- RECORDS FOR THIS EXERCISE:
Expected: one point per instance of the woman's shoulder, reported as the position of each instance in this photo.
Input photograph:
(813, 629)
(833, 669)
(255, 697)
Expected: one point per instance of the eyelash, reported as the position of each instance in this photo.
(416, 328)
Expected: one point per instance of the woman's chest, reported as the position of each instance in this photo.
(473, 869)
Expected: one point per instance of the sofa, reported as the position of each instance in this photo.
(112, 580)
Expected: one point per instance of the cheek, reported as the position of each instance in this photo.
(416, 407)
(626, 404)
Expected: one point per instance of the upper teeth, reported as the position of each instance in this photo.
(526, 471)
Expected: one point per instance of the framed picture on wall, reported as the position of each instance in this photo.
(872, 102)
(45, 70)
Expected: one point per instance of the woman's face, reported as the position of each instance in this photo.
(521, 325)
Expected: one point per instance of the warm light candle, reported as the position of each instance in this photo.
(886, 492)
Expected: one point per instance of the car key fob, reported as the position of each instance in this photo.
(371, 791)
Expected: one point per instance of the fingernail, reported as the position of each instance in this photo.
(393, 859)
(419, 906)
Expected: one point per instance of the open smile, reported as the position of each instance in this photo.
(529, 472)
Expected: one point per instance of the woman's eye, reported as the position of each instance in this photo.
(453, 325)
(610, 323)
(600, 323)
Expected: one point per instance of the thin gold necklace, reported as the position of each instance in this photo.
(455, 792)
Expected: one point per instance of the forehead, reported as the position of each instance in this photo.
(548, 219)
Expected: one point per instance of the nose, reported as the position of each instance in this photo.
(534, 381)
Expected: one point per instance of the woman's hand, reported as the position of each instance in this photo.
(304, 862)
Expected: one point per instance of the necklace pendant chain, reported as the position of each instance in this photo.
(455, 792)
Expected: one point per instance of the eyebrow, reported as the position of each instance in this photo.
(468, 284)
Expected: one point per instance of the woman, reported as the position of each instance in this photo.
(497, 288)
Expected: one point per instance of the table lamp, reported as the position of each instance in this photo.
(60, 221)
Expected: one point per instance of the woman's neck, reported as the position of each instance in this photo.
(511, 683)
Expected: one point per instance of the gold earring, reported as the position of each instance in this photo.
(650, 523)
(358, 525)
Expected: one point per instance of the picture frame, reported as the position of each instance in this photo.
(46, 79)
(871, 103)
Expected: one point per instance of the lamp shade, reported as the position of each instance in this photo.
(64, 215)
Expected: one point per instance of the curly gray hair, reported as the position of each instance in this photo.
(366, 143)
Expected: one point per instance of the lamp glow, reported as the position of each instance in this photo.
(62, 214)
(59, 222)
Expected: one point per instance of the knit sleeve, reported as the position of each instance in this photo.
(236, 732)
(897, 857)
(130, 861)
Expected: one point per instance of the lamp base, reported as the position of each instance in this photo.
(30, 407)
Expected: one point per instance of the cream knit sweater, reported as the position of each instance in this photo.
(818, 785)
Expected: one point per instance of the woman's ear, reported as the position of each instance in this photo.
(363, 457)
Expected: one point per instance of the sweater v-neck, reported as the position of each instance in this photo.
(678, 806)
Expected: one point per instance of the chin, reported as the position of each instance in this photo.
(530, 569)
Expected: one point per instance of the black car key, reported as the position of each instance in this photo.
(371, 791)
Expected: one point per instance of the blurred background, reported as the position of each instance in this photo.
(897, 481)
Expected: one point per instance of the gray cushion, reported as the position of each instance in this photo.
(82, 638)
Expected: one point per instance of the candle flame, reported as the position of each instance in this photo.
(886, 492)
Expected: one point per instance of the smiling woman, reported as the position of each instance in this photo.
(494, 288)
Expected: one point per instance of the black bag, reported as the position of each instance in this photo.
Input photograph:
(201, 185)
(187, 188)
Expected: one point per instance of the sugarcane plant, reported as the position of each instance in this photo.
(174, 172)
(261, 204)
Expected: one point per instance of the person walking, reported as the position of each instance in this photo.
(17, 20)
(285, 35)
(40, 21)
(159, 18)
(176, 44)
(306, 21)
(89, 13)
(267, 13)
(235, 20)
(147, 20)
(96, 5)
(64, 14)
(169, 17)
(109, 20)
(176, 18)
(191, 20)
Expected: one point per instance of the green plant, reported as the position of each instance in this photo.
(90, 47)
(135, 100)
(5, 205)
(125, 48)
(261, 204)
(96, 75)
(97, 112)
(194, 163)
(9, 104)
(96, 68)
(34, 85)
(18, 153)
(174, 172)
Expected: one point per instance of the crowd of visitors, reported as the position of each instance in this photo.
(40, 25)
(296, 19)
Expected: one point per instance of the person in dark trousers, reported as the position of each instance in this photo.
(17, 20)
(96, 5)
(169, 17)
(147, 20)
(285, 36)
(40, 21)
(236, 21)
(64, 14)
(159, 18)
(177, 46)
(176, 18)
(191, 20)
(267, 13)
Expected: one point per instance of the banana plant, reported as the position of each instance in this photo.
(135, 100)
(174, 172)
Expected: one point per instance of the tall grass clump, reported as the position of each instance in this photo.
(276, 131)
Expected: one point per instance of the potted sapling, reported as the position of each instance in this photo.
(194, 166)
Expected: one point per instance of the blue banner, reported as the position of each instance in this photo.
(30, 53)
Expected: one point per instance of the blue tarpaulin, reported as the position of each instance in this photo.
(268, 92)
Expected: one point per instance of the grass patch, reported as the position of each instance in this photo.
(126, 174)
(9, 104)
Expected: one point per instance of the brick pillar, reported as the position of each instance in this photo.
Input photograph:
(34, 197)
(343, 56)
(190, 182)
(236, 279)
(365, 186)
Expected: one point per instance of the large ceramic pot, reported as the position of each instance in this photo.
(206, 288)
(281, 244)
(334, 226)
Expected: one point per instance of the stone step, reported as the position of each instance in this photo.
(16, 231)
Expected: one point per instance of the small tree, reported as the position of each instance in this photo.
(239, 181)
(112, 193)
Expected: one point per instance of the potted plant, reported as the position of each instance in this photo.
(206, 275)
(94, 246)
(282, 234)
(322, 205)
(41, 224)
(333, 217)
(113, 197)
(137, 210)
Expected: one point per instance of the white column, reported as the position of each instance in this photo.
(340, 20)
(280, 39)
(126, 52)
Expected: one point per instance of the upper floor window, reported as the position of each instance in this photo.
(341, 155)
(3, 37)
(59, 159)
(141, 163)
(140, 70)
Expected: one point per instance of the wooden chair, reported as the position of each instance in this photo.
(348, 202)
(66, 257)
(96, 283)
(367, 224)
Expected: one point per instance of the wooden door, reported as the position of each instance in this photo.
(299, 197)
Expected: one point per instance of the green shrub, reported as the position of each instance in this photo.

- WHAT YOU WILL DO: Exact copies of all entries are what's needed here.

- WRITTEN SOLUTION:
Expected: one point per instance of the woman's shoulder, reported as the position of each instance in this photo.
Input photograph:
(813, 629)
(833, 669)
(255, 697)
Expected: one point per instance of the eyelash, reported as the position of each instance in this photo.
(416, 328)
Expected: one point per instance of the woman's chest, reported as the position of each instance in this photo.
(473, 869)
Expected: one point per instance of the sofa, reported as the position of each instance in this photo.
(112, 580)
Expected: one point per instance of the cheek, reported as the position of each instance in this photo.
(416, 407)
(626, 404)
Expected: one point per instance of the upper teeth, reported as the position of each instance in this photo.
(526, 471)
Expected: one point per instance of the framed picture on wall, reported as the position of each instance in this photo.
(872, 102)
(45, 70)
Expected: one point per instance of the woman's face, reported as the position of each instance in this photo.
(521, 325)
Expected: one point per instance of the warm light candle, reported as the position of each instance in this photo.
(886, 492)
Expected: one point per instance of the car key fob, reported as the position of each instance in this photo.
(371, 791)
Expected: one point per instance of the fingernail, reported as the position of each instance in this photo.
(393, 859)
(419, 906)
Expected: one point per instance of the open smile, reported as the position of each instance in this photo.
(529, 472)
Expected: one point per instance of the woman's eye, reported as the position of each instance in this photo.
(453, 325)
(610, 323)
(600, 323)
Expected: one point per instance of the thin gold necklace, reported as the position of each instance in this photo.
(455, 792)
Expected: one point per instance of the forehead, reported as the position of each instance in this photo.
(548, 219)
Expected: one point per instance of the nose, reported as the position of each instance in this photo.
(534, 381)
Expected: one point per instance of the woman's hand, reported as the position of each instance in this photo.
(304, 862)
Expected: one point per instance of the necklace pendant chain, reported as the position of each instance in this photo.
(455, 792)
Expected: one point per instance of the eyebrow, reported as the position of each instance in this photo.
(468, 284)
Expected: one point per instance of the woman, reported as the position of each instance in this photo.
(497, 288)
Expected: one point per instance of the table lamp, reported as the position of each instance in this photo.
(60, 221)
Expected: one point per instance of the woman's neck, reported as the position of each instance in this photo.
(511, 683)
Expected: one point per instance of the gold earring, reported as the position of each instance in this photo.
(650, 523)
(358, 525)
Expected: one point per instance of the picture frame, reported as the position of each instance in this photo.
(46, 79)
(871, 103)
Expected: one point per instance of the lamp shade, reported as the position of each instance in this photo.
(64, 215)
Expected: one point per instance of the curly gray hair, reported as the position of each instance in this photo.
(366, 143)
Expected: one point per instance of the lamp glow, reported as the position of each instance in this photo.
(62, 214)
(59, 222)
Expected: one point per instance of the knit sleeve, reported as the position of each instance in this photo.
(236, 732)
(897, 857)
(130, 861)
Expected: one point per instance of the lamp base, reported as the position of each instance in this photo.
(30, 407)
Expected: one point per instance of the cream knit sweater, reported as the position of each instance in this photo.
(818, 785)
Expected: one point per instance of the woman's ear, reported as the position of each instance in this photo.
(363, 457)
Expected: one point per instance of the sweater v-neck, reported as the position of each instance in this photo.
(678, 806)
Expected: one point per instance of the chin, reported as the position of each instance in this photo.
(530, 569)
Expected: one point per instance of the black car key, reported as the position of each instance in this photo.
(371, 791)
Expected: one point per instance of the blurred background, reported as the position of each instance in this photo.
(897, 481)
Expected: one point per instance of the gray cushion, reported as the position of each instance in this photo.
(82, 638)
Expected: one point per instance of the candle flame, reported as the position of each instance in this photo.
(886, 492)
Expected: one point per instance of the smiling woman, reported as the position of each instance in this photo.
(494, 288)
Expected: one point per instance of the black bag, reported as the position of each instance in this photo.
Input photograph:
(201, 185)
(187, 188)
Expected: one point per instance of the sugarcane plant, reported as the position of each instance in this photo.
(174, 172)
(261, 204)
Expected: one point per instance of the person walking, reported as the position of each instance in this photo.
(17, 20)
(285, 35)
(40, 21)
(159, 18)
(176, 44)
(306, 21)
(89, 13)
(267, 13)
(235, 20)
(147, 20)
(96, 5)
(64, 14)
(169, 17)
(109, 20)
(176, 18)
(191, 20)
Expected: one point per instance of the green plant, reported as the position of each instance in this photo.
(90, 47)
(135, 100)
(5, 205)
(125, 48)
(261, 204)
(96, 75)
(97, 112)
(194, 163)
(9, 104)
(96, 68)
(34, 85)
(18, 153)
(174, 172)
Expected: one point per instance of the crowd of visitors, reported as the position of each instance in this photo.
(40, 25)
(296, 19)
Expected: one point per instance of the person in dark trousers, reported as the position of each instance in this photo.
(17, 20)
(96, 5)
(169, 17)
(147, 20)
(285, 36)
(40, 21)
(236, 21)
(64, 14)
(159, 18)
(177, 46)
(176, 18)
(191, 20)
(267, 13)
Expected: one point per instance of the banana plant, reported as the position of each instance in this photo.
(135, 100)
(174, 172)
Expected: one point per instance of the tall grass clump, reported as the position of each instance in this photo.
(276, 131)
Expected: one point per instance of the potted sapling, reported as the position of each instance in this photo.
(194, 166)
Expected: one point per instance of the blue banner, reported as the position of each instance in this photo.
(30, 53)
Expected: one point per instance of the blue tarpaulin, reported as the position of each instance in this photo.
(268, 92)
Expected: one point per instance of the grass patch, reported as the position of each instance in this photo.
(126, 174)
(9, 104)
Expected: one point per instance of the brick pillar, reported as the position of each instance in this photo.
Input photograph:
(34, 197)
(343, 56)
(190, 182)
(236, 279)
(365, 186)
Expected: one point per instance of the large ceramic pot, reported as the position of each instance in this photo.
(206, 288)
(281, 244)
(334, 226)
Expected: one point per instance of the stone step, reported as the position of each instance in this photo.
(16, 231)
Expected: one point per instance of the small tree, reported as the position of each instance in this photo.
(239, 181)
(112, 193)
Expected: one point per instance of the potted plant, reported as the position of each instance in this photo.
(206, 275)
(94, 246)
(282, 234)
(322, 205)
(41, 224)
(333, 217)
(113, 197)
(137, 210)
Expected: one point per instance of the white column, reported as the position of each instance in this photo.
(340, 20)
(280, 39)
(126, 52)
Expected: one point per instance of the upper floor window, reported as the position of each instance in this photo.
(341, 155)
(3, 37)
(59, 159)
(141, 163)
(140, 70)
Expected: one point per instance of the wooden chair, reported as the position of each instance in this photo.
(348, 202)
(66, 257)
(96, 283)
(367, 224)
Expected: one point per instance of the wooden door, reported as the position of each instance in this photo.
(299, 197)
Expected: one point per instance of the green shrub, reported as the position of each instance in this photo.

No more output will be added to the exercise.